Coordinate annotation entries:
···
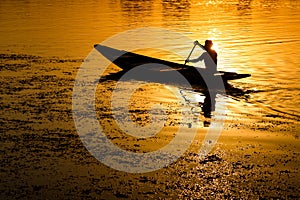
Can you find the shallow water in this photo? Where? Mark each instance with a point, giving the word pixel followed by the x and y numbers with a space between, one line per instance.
pixel 257 37
pixel 42 46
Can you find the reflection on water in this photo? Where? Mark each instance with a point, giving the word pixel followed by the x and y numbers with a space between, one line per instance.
pixel 259 37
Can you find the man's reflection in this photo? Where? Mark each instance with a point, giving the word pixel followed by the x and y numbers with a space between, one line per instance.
pixel 208 106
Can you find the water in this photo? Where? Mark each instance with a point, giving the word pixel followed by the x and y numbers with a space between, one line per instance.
pixel 256 37
pixel 43 44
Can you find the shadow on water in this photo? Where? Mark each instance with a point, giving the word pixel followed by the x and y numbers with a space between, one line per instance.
pixel 208 98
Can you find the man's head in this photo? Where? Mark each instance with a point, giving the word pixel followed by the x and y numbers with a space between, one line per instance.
pixel 208 43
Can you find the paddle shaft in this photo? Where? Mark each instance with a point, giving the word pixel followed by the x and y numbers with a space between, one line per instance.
pixel 190 53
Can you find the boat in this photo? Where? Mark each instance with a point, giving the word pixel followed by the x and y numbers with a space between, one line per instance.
pixel 160 69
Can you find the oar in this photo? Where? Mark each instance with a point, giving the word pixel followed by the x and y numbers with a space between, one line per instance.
pixel 195 43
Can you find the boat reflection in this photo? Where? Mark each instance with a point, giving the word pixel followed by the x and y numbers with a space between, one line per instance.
pixel 200 98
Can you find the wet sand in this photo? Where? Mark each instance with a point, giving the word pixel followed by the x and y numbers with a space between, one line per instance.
pixel 42 156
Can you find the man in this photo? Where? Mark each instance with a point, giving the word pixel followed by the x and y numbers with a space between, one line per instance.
pixel 209 56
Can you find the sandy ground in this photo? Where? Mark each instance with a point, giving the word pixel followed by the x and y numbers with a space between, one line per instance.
pixel 42 156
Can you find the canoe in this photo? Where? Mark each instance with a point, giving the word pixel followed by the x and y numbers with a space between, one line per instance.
pixel 161 68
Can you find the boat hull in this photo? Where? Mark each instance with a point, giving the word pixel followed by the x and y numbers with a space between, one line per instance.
pixel 163 70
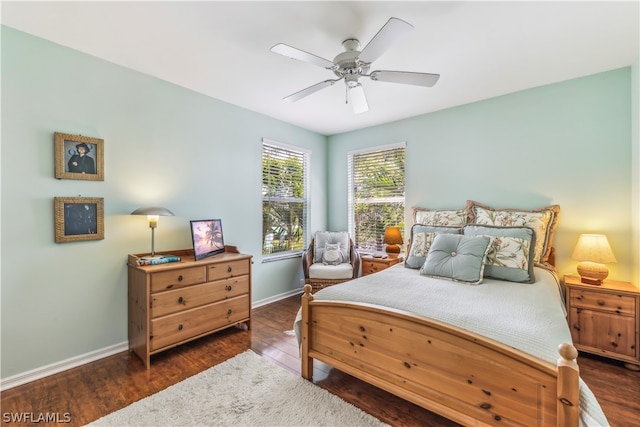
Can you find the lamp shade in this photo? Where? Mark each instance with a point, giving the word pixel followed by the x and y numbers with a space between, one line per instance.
pixel 593 251
pixel 152 213
pixel 392 237
pixel 152 210
pixel 594 248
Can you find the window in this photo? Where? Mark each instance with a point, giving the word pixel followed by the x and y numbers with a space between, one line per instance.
pixel 284 199
pixel 376 194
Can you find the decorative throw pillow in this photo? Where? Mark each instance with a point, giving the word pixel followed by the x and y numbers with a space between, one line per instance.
pixel 321 238
pixel 457 258
pixel 421 239
pixel 445 217
pixel 511 254
pixel 332 255
pixel 543 221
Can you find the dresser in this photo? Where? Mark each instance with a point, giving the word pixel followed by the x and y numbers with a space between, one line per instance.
pixel 171 304
pixel 372 265
pixel 605 319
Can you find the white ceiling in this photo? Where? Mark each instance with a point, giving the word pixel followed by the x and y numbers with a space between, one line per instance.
pixel 221 49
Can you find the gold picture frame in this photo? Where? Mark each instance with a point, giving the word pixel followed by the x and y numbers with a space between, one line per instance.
pixel 72 163
pixel 78 218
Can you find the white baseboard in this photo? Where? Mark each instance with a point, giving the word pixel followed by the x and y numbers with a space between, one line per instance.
pixel 73 362
pixel 276 298
pixel 63 365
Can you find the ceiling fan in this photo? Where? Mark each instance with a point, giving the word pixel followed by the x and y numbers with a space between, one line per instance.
pixel 354 63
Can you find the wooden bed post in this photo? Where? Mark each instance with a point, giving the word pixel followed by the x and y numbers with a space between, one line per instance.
pixel 568 386
pixel 307 362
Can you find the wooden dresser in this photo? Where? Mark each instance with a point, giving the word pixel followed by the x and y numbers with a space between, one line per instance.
pixel 170 304
pixel 605 319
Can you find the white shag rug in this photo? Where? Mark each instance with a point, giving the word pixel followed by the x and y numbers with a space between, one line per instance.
pixel 246 390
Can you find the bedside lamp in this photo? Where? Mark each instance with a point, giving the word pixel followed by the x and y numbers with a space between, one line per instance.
pixel 593 252
pixel 152 213
pixel 393 238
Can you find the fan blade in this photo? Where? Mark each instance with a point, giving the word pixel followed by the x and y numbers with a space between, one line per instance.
pixel 405 77
pixel 301 55
pixel 388 35
pixel 358 99
pixel 311 89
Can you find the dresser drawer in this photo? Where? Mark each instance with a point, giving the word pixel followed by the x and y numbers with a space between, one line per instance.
pixel 178 327
pixel 163 303
pixel 608 302
pixel 225 270
pixel 173 279
pixel 603 332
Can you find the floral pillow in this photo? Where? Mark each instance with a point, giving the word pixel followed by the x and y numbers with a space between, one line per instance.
pixel 543 221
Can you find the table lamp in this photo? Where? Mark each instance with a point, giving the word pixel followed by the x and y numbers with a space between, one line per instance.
···
• **TASK GOAL**
Reproduce all of the records above line for line without changing anything, and leave out the pictures.

• **ANSWER TO THIS PROBLEM**
Can you find the shallow water in this photo? Where? Mark each instance with a point, giving the word pixel followed by the x and y numbers with a space between, one line per instance.
pixel 257 37
pixel 42 46
Can you find the reflection on water in this photo? Where? Mark each instance with a point, giving the word pixel followed by the x and y numbers with a space between, one line per instance.
pixel 259 37
Can you find the man's reflection in this photo? Where? Mark each instance with a point, giving the word pixel followed by the x and y numbers with a space between, one line per instance.
pixel 208 106
Can you find the water in this photo? Where? Mark each instance with a point, giving the word pixel followed by the x and y numbers with a space between, one line per instance.
pixel 256 37
pixel 43 44
Can you find the shadow on water in this photo? Where? Mark each instance with a point, giving the word pixel followed by the x and y numbers with a space between, one line per instance.
pixel 208 98
Can you find the man's head in this photo? Where? Mark each instance with a point, giving the word pixel followed by the x and y numbers with a space between, one line per instance.
pixel 208 43
Can you find the paddle shaft in this photo? Where? Mark each instance with a point, giving the word pixel followed by the x and y numbers with a space between, one line per instance.
pixel 190 53
Can you find the boat in this photo? Where? Mark each instance with a point, giving the word pixel followed by the x and y numbers with a space between, one line per instance.
pixel 160 69
Can you find the oar in this photo? Where? Mark each instance with a point, giving the word pixel followed by the x and y numbers with a space between, one line per instance.
pixel 195 43
Can you find the boat reflection in this photo? Where? Mark each instance with a point, giving the word pixel followed by the x and y numbers with a space between, one line per instance.
pixel 200 98
Can you find the wet sand in this photo? Where? Mark each instance with a point, giving the word pixel followed by the x and y numbers with a space between, one line per instance.
pixel 42 156
Can you find the man in this photo? Where? Mark each instance with a point, giving the word pixel followed by the x and y numbers with a space between, one line per instance.
pixel 209 56
Can you find the sandy ground in this photo? Where? Mark each instance with a point, giving the word pixel followed by the x and y numbers with a space between, one line per instance.
pixel 42 156
Can you find the canoe in this photo? Where? Mark each instance with a point, giving the word pixel followed by the x and y numbers with a space between, one line per instance.
pixel 161 68
Can you find the boat hull in this photo? Where? Mark each instance with a point, giving the word pixel followed by the x and y numbers with a space between, one line per instance.
pixel 163 70
Can you find the lamp shade in this photo? Where? Mark each instance with a point, giving the word pixel followed by the x and y numbers with a space between, one line per instance.
pixel 593 251
pixel 152 213
pixel 392 237
pixel 152 210
pixel 594 248
Can you find the window in this photo? Where? Mark each instance with a point, giving the word pixel followed by the x and y numbers with a space between, one line per instance.
pixel 284 199
pixel 376 194
Can you find the decorative throw pillow in this photo? Where? Mark each instance with a point, giving the word pixel followed by the x and y numbers with a space between, one line per instance.
pixel 321 238
pixel 457 258
pixel 421 239
pixel 445 217
pixel 511 254
pixel 332 255
pixel 543 221
Can you find the dresser in this photo? Where? Mark each instance with a point, giving the word pixel followed by the x and y numbers with a space between, one line per instance.
pixel 171 304
pixel 372 265
pixel 605 319
Can you find the white ceiling in this photo? Where? Mark each instance with a point, giving the word pixel followed by the x and y numbers with a space between, one line per instance.
pixel 221 49
Can you find the gold picture frame in this photo? Where? Mark each instance with a point, giving the word pixel followed by the x and y numbers with a space between, one line per instance.
pixel 72 163
pixel 78 218
Can you find the white baseboard in this photo? Where? Mark each instance with a point, giving the word pixel followed by the x and y numbers with a space between, one line per instance.
pixel 73 362
pixel 276 298
pixel 63 365
Can you find the ceiling fan in this photo? Where? Mark each instance with a point, giving the word pixel followed by the x and y numbers with a space between, one line per instance.
pixel 354 63
Can you find the wooden bed post in this photo? Where? Mark each instance with a point, giving the word pixel followed by the x and y numbers with a space between, one line per instance.
pixel 568 386
pixel 307 362
Can you find the wooden dresser in this photo? Where? Mark each instance with a point, giving the word pixel followed by the x and y numbers with a space between, one line per instance.
pixel 170 304
pixel 605 319
Can you find the white shag rug in this photo? Where? Mark each instance with a point, giving the word pixel followed by the x and y numbers with a space between, one line per instance.
pixel 246 390
Can you find the bedside lamp in this photo? Where? Mark each instance with a point, giving the word pixel followed by the x and y numbers with a space between, one line per instance.
pixel 593 252
pixel 152 213
pixel 393 238
Can you find the fan blade in this photo? Where? Mark each instance with a point, giving the word pixel followed by the x and y numbers with a space between, one line per instance.
pixel 405 77
pixel 301 55
pixel 388 35
pixel 358 99
pixel 311 89
Can you find the dresser drawer in this photo? Where? Mark each instance with a point, giving the word pixel followed by the x and y numbers with a space between, one line per instance.
pixel 178 327
pixel 163 303
pixel 608 302
pixel 225 270
pixel 173 279
pixel 603 332
Can you find the floral pillow in this photo? Where? Mark each instance with a point, giving the word pixel followed by the x and y numbers with a space between, one line per instance.
pixel 543 221
Can you find the table lamp in this photo? Where? Mark each instance with a point, giving the word pixel followed by the x and y numbers with a space between, one line per instance.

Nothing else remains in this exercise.